Problem to work on —
Set down each record below precisely, skipping the pictures.

Data provided —

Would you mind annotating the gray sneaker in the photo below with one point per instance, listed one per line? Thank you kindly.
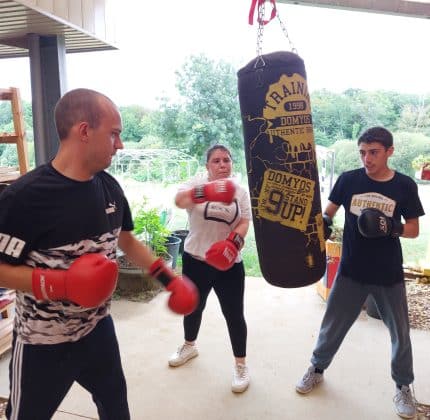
(183, 354)
(240, 380)
(309, 381)
(404, 402)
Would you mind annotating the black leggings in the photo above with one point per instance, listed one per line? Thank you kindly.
(229, 286)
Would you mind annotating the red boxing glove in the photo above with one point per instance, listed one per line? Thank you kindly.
(223, 254)
(222, 190)
(184, 296)
(89, 281)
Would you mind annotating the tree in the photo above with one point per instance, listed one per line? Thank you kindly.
(346, 156)
(407, 147)
(131, 120)
(207, 112)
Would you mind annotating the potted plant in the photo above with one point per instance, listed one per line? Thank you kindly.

In response —
Would you mind annotating the gray sneaker in the photo below with one point per instance, listed one per line? Thank you kindly.
(183, 354)
(240, 380)
(309, 381)
(404, 402)
Would you mind annotating the black leggings in the photo above with one point per instance, listed one per line? Thank you kindly.
(229, 286)
Would you mind annotating the red boxing glove in the photo above with one point per instance, listed one per line? Thank you kindly.
(223, 254)
(222, 190)
(184, 296)
(89, 281)
Would you mind annotating the tree in the photo above with one point per instance, listed one per line? Thank you kindly.
(346, 156)
(407, 147)
(131, 120)
(207, 112)
Would you mind annotating the potted plant in the photo above with one point per instance, listed one per line? Thank you kindly.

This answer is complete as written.